[Point labeling dataset excerpts]
<<<<

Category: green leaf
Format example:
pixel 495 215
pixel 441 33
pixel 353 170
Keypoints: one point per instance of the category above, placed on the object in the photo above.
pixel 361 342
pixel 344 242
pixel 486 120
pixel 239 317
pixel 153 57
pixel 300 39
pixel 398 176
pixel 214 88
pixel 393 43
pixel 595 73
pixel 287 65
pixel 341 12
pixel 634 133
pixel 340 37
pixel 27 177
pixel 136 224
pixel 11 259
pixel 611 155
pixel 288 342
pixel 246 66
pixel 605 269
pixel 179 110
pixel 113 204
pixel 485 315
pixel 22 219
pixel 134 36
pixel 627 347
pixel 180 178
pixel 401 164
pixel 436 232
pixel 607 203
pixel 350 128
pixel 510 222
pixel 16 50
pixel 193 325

>>>>

■ Exercise aim ■
Change "green leaf" to "yellow leaf" throughout the data above, leaving every other line as it is.

■ Written answer ■
Category: yellow leaf
Format example:
pixel 495 215
pixel 441 33
pixel 353 170
Keypoints: one point per instance of the category above, placed on the object in the photo above.
pixel 361 342
pixel 344 242
pixel 486 120
pixel 239 317
pixel 153 57
pixel 300 39
pixel 398 176
pixel 214 88
pixel 393 43
pixel 595 73
pixel 287 65
pixel 341 12
pixel 634 133
pixel 340 37
pixel 27 177
pixel 136 224
pixel 11 259
pixel 611 155
pixel 288 342
pixel 246 66
pixel 605 269
pixel 179 110
pixel 113 204
pixel 485 315
pixel 22 219
pixel 134 36
pixel 627 347
pixel 180 178
pixel 401 164
pixel 436 232
pixel 607 203
pixel 350 128
pixel 510 222
pixel 16 50
pixel 193 325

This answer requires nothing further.